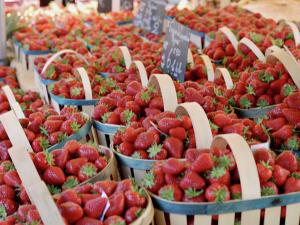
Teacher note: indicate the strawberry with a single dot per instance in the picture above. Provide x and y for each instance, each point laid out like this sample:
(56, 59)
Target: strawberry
(217, 192)
(87, 171)
(117, 205)
(73, 166)
(94, 207)
(146, 139)
(292, 184)
(173, 166)
(71, 211)
(284, 132)
(88, 151)
(133, 198)
(114, 220)
(219, 175)
(280, 175)
(264, 171)
(203, 163)
(288, 161)
(171, 193)
(165, 124)
(54, 175)
(236, 192)
(192, 180)
(174, 147)
(132, 214)
(269, 188)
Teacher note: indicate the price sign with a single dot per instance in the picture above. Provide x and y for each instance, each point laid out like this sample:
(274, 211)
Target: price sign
(150, 16)
(175, 50)
(105, 6)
-- -- --
- GIVEN REQUEST: Please turn the lines above into a numbered list, omitting any blank lines and leaving the pictures out.

- RESPONSE TO THE TASK:
1. Teacher note: indicate the strawberry with a single dot per instance in the picture above. Provide x and y for each instance, each point laid out like this sample:
2. (56, 59)
3. Target: strawberry
4. (217, 192)
5. (87, 171)
6. (117, 205)
7. (73, 166)
8. (94, 207)
9. (146, 139)
10. (292, 184)
11. (173, 166)
12. (71, 211)
13. (284, 132)
14. (88, 151)
15. (133, 198)
16. (114, 220)
17. (219, 175)
18. (280, 175)
19. (264, 171)
20. (203, 163)
21. (288, 161)
22. (171, 193)
23. (165, 124)
24. (54, 175)
25. (236, 192)
26. (192, 180)
27. (174, 147)
28. (132, 214)
29. (269, 188)
30. Teacher note: indicate the price sign with a single dot per instance in the picture above. Provide x and y for each instance, each point laid out like this sample:
31. (274, 211)
32. Target: price sign
33. (150, 16)
34. (175, 50)
35. (105, 6)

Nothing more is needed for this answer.